Exercise aim
The answer is an exact repetition of every entry, with all images left out.

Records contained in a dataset
+++++
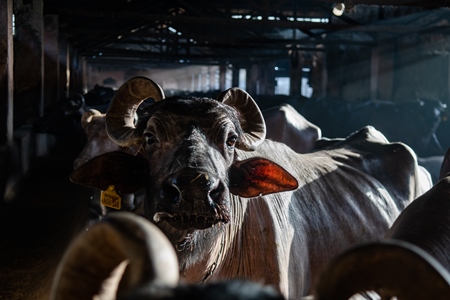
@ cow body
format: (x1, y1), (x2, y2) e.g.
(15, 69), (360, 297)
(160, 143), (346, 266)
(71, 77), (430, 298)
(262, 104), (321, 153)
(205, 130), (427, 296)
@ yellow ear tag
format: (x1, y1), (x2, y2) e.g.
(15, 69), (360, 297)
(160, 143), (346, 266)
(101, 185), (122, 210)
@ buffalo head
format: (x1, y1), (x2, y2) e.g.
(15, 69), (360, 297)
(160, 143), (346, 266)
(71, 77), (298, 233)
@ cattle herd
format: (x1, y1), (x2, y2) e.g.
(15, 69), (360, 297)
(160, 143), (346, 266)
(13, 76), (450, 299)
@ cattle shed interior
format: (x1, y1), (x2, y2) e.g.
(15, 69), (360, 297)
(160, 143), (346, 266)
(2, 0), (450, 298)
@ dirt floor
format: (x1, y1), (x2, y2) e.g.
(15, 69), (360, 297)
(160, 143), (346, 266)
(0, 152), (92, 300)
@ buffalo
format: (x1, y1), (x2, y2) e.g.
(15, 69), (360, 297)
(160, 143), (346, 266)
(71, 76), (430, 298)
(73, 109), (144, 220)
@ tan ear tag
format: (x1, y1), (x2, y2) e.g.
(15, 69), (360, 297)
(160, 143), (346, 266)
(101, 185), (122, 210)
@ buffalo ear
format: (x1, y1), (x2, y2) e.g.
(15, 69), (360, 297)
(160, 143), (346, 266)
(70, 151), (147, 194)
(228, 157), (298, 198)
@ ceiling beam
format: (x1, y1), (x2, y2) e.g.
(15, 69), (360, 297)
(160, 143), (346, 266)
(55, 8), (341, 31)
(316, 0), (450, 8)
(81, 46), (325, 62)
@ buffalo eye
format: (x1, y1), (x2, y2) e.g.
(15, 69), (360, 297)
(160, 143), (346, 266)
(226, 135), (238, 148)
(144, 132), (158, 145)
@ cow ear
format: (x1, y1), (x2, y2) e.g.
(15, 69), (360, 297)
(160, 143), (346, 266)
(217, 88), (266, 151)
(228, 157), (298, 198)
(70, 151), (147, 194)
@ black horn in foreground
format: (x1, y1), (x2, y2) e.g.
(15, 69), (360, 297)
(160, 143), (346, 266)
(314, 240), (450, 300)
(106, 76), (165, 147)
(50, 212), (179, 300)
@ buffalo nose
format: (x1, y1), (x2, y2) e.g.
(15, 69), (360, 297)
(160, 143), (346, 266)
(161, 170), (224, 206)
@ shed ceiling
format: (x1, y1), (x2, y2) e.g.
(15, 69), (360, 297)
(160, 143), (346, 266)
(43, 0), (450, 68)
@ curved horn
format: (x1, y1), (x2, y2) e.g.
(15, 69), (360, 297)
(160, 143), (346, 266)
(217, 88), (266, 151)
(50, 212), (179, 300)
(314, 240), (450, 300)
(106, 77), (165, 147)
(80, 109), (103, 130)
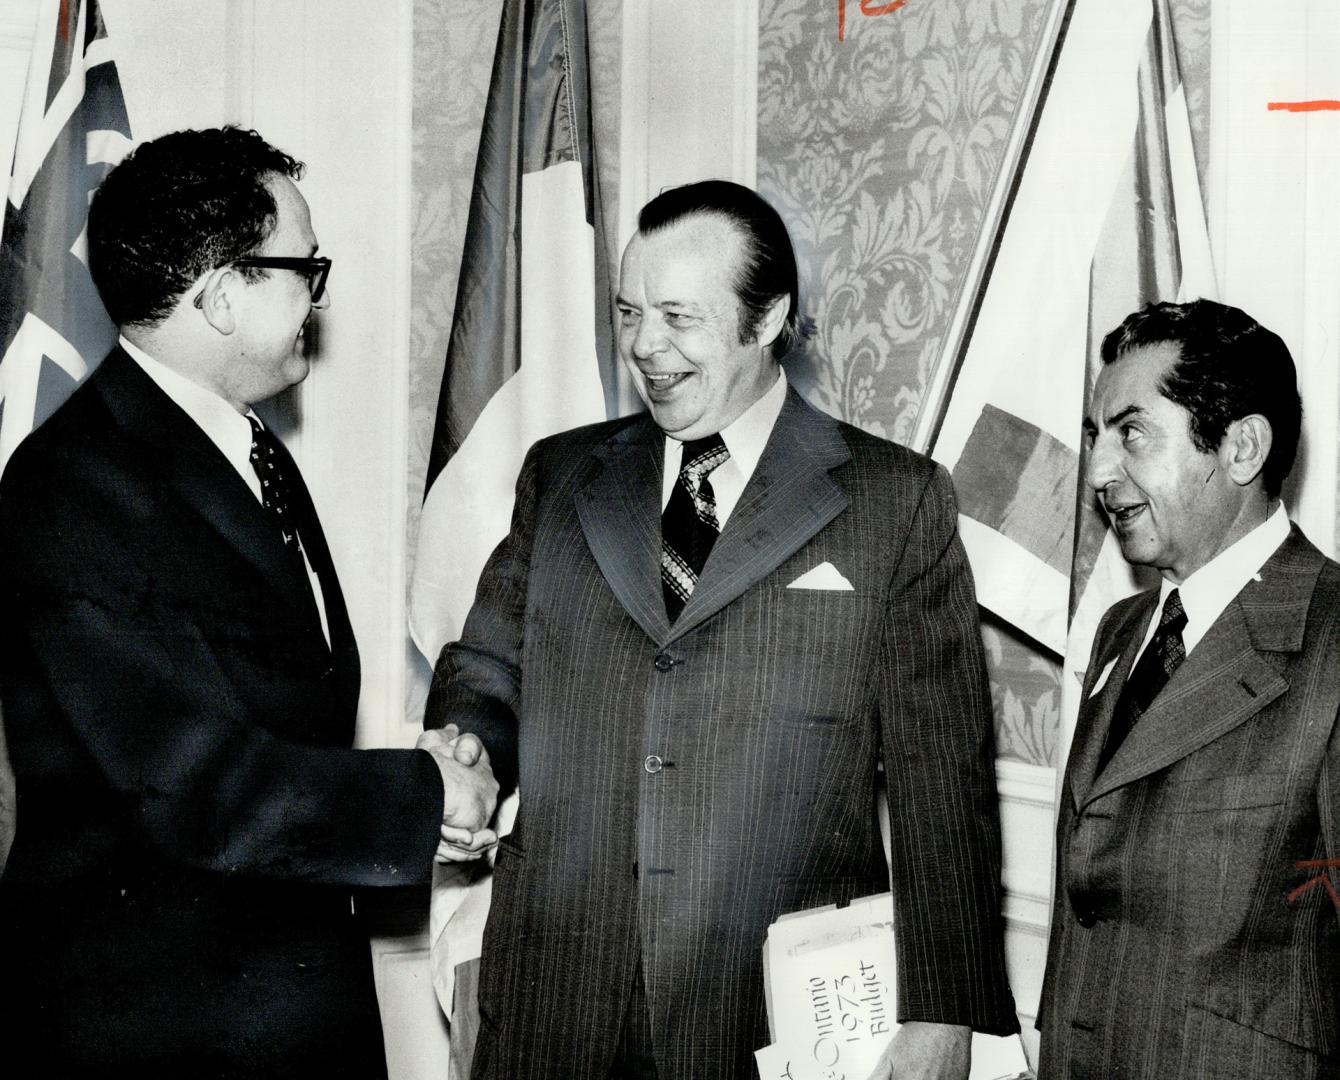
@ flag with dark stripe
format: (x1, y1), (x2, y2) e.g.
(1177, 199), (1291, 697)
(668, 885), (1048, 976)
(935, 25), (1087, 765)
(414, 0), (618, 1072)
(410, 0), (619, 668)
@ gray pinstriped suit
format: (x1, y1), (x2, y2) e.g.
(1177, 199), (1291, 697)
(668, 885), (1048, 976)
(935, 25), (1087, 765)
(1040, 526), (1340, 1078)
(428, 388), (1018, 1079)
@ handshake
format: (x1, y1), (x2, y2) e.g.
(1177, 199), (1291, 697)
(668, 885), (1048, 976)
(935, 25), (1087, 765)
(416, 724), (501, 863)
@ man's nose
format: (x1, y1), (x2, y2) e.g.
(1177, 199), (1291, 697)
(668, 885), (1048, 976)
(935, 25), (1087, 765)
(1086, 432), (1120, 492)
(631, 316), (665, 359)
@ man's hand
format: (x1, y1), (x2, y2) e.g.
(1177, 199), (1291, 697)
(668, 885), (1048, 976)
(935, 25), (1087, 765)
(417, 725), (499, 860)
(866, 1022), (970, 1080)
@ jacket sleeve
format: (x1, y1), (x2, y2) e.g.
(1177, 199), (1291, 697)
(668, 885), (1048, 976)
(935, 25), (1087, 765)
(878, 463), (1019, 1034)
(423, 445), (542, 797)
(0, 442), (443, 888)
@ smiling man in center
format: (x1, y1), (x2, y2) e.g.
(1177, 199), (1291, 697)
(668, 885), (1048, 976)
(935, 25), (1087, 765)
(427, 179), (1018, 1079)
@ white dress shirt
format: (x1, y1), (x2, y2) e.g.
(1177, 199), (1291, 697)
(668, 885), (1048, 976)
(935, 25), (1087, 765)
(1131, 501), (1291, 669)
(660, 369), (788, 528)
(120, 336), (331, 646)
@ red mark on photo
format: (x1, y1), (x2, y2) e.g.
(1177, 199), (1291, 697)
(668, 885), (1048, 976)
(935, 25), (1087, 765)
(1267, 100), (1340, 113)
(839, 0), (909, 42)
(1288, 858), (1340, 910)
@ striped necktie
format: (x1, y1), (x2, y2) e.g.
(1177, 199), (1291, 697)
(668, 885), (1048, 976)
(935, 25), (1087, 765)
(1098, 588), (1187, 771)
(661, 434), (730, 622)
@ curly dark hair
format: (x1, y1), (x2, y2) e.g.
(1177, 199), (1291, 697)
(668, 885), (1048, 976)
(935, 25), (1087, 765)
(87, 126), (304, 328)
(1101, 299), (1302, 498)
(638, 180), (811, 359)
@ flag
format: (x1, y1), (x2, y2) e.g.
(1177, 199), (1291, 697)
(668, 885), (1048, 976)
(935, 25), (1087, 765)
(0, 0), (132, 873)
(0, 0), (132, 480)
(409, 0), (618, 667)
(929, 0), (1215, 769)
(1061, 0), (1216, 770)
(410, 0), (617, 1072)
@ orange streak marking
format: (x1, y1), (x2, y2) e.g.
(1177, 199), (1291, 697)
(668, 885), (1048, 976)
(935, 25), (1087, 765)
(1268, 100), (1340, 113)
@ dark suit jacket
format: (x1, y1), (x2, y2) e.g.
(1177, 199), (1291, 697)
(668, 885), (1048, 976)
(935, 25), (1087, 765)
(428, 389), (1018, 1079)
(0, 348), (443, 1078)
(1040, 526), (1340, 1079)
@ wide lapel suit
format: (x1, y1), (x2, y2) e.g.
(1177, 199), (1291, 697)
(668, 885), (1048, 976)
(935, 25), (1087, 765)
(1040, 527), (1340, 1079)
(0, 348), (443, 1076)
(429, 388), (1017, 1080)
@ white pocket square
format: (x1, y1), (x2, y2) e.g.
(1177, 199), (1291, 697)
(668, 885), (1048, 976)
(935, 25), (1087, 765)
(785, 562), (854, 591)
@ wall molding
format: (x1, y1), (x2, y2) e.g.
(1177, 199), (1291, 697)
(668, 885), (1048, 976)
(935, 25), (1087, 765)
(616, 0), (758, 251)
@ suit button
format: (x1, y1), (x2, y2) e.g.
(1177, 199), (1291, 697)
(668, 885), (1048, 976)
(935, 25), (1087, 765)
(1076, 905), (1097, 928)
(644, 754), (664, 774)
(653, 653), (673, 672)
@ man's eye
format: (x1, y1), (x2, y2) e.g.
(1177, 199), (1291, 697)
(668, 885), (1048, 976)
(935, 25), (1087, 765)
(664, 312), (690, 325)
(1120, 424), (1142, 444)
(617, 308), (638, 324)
+++++
Task output
@ cow body
format: (x1, y1), (x2, y2) e.g.
(15, 69), (360, 297)
(160, 143), (346, 266)
(71, 77), (430, 298)
(262, 104), (321, 153)
(205, 130), (427, 296)
@ yellow ear tag
format: (x1, y1), (x2, y2) e.g.
(15, 69), (360, 297)
(160, 143), (346, 266)
(101, 185), (122, 210)
@ buffalo head
format: (x1, y1), (x2, y2) e.g.
(15, 69), (360, 297)
(160, 143), (346, 266)
(71, 77), (298, 233)
@ cattle herd
format: (x1, y1), (x2, y2) e.g.
(15, 69), (360, 297)
(160, 143), (346, 266)
(13, 76), (450, 299)
@ cattle shed interior
format: (x1, y1), (x2, y2) e.g.
(15, 69), (360, 297)
(160, 143), (346, 266)
(2, 0), (450, 298)
@ dirt floor
format: (x1, y1), (x2, y2) e.g.
(15, 69), (360, 297)
(160, 143), (346, 266)
(0, 152), (92, 300)
@ buffalo
format: (x1, y1), (x2, y2) e.g.
(15, 69), (360, 297)
(160, 143), (346, 266)
(71, 76), (430, 298)
(73, 109), (144, 220)
@ tan ear tag
format: (x1, y1), (x2, y2) e.g.
(15, 69), (360, 297)
(160, 143), (346, 266)
(101, 185), (122, 210)
@ buffalo ear
format: (x1, y1), (x2, y2) e.g.
(15, 69), (360, 297)
(160, 143), (346, 266)
(70, 151), (147, 194)
(228, 157), (298, 198)
@ ceiling beam
format: (x1, y1), (x2, y2) e.g.
(15, 69), (360, 297)
(160, 143), (346, 266)
(55, 8), (341, 31)
(316, 0), (450, 8)
(81, 46), (325, 62)
@ buffalo eye
format: (x1, y1), (x2, y2) e.g.
(15, 69), (360, 297)
(160, 143), (346, 266)
(226, 135), (238, 148)
(144, 132), (158, 145)
@ cow ear
format: (x1, y1), (x2, y2) e.g.
(15, 69), (360, 297)
(160, 143), (346, 266)
(217, 88), (266, 151)
(228, 157), (298, 198)
(70, 151), (147, 194)
@ black horn in foreground
format: (x1, y1), (x2, y2) e.g.
(15, 69), (360, 297)
(160, 143), (346, 266)
(314, 240), (450, 300)
(106, 76), (165, 147)
(50, 212), (179, 300)
@ buffalo nose
format: (x1, y1), (x2, y2) e.g.
(15, 69), (360, 297)
(160, 143), (346, 266)
(161, 170), (224, 206)
@ shed ceiling
format: (x1, y1), (x2, y2) e.g.
(15, 69), (360, 297)
(160, 143), (346, 266)
(43, 0), (450, 68)
@ curved horn
format: (x1, y1), (x2, y2) e.g.
(15, 69), (360, 297)
(160, 143), (346, 266)
(217, 88), (266, 151)
(50, 212), (179, 300)
(314, 240), (450, 300)
(106, 77), (165, 147)
(80, 109), (103, 130)
@ flag with dark stripe
format: (x1, y1), (x2, y2) e.g.
(1177, 199), (1291, 697)
(668, 885), (1048, 976)
(935, 25), (1087, 765)
(414, 0), (618, 1072)
(410, 0), (619, 668)
@ gray pinstriped suit
format: (x1, y1), (x2, y2) e.g.
(1177, 199), (1291, 697)
(668, 885), (1048, 976)
(935, 25), (1087, 765)
(1040, 526), (1340, 1078)
(428, 388), (1018, 1079)
@ handshake
format: (x1, y1), (x2, y2) e.g.
(1177, 199), (1291, 697)
(668, 885), (1048, 976)
(935, 25), (1087, 765)
(416, 724), (501, 863)
@ man's nose
format: (x1, y1), (x2, y2) e.g.
(1177, 199), (1291, 697)
(668, 885), (1048, 976)
(935, 25), (1087, 765)
(1086, 432), (1120, 492)
(631, 316), (665, 359)
@ man's hand
format: (x1, y1), (x2, y2) e.g.
(1177, 199), (1291, 697)
(668, 885), (1048, 976)
(935, 25), (1087, 765)
(417, 725), (499, 860)
(866, 1022), (970, 1080)
@ jacket sleeve
format: (x1, y1), (x2, y2) e.g.
(1177, 199), (1291, 697)
(668, 885), (1048, 976)
(935, 25), (1087, 765)
(878, 463), (1019, 1034)
(423, 445), (542, 797)
(0, 442), (443, 888)
@ smiling man in center
format: (x1, y1), (x2, y2) e.g.
(1177, 199), (1291, 697)
(668, 885), (1048, 976)
(935, 25), (1087, 765)
(427, 179), (1018, 1079)
@ white dress shirt
format: (x1, y1), (x2, y2) e.g.
(1177, 199), (1291, 697)
(668, 885), (1048, 976)
(935, 25), (1087, 765)
(1131, 501), (1291, 669)
(660, 369), (788, 528)
(120, 336), (331, 646)
@ red mark on photo
format: (x1, y1), (x2, y2) e.g.
(1177, 199), (1291, 697)
(668, 885), (1048, 976)
(935, 25), (1087, 765)
(1267, 100), (1340, 113)
(839, 0), (909, 42)
(1288, 858), (1340, 910)
@ striped necktie
format: (x1, y1), (x2, y2) e.g.
(1177, 199), (1291, 697)
(668, 885), (1048, 976)
(935, 25), (1087, 765)
(1098, 588), (1187, 771)
(661, 434), (730, 622)
@ curly dark hair
format: (x1, y1), (x2, y2) e.g.
(1177, 199), (1291, 697)
(668, 885), (1048, 976)
(935, 25), (1087, 765)
(87, 126), (304, 328)
(1101, 299), (1302, 498)
(638, 180), (811, 359)
@ flag
format: (x1, y1), (x2, y2) e.g.
(1177, 199), (1291, 697)
(668, 885), (1048, 976)
(935, 25), (1087, 765)
(0, 0), (132, 873)
(0, 0), (132, 480)
(409, 0), (618, 667)
(929, 0), (1215, 769)
(1061, 0), (1216, 770)
(410, 0), (617, 1072)
@ orange streak marking
format: (x1, y1), (x2, y2) e.g.
(1177, 199), (1291, 697)
(668, 885), (1048, 976)
(935, 25), (1087, 765)
(1268, 100), (1340, 113)
@ dark suit jacket
format: (x1, y1), (x2, y2) e.g.
(1177, 199), (1291, 697)
(668, 885), (1048, 976)
(935, 25), (1087, 765)
(428, 389), (1018, 1079)
(0, 348), (443, 1078)
(1040, 526), (1340, 1079)
@ wide lapel suit
format: (x1, y1), (x2, y2) e.g.
(1177, 199), (1291, 697)
(668, 885), (1048, 976)
(935, 25), (1087, 765)
(1040, 527), (1340, 1079)
(0, 348), (443, 1076)
(429, 388), (1017, 1080)
@ white pocket square
format: (x1, y1), (x2, y2) e.g.
(1177, 199), (1291, 697)
(668, 885), (1048, 976)
(935, 25), (1087, 765)
(785, 562), (854, 591)
@ wall molding
format: (x1, y1), (x2, y2) e.g.
(1177, 199), (1291, 697)
(668, 885), (1048, 976)
(935, 25), (1087, 765)
(616, 0), (758, 251)
@ suit button
format: (x1, y1), (x2, y2) e.g.
(1177, 199), (1291, 697)
(668, 885), (1048, 976)
(935, 25), (1087, 765)
(1076, 905), (1097, 928)
(644, 754), (664, 774)
(653, 653), (673, 672)
@ man's eye
format: (x1, y1), (x2, y2) e.g.
(1177, 199), (1291, 697)
(668, 885), (1048, 976)
(935, 25), (1087, 765)
(664, 312), (690, 325)
(1120, 424), (1142, 444)
(617, 308), (638, 324)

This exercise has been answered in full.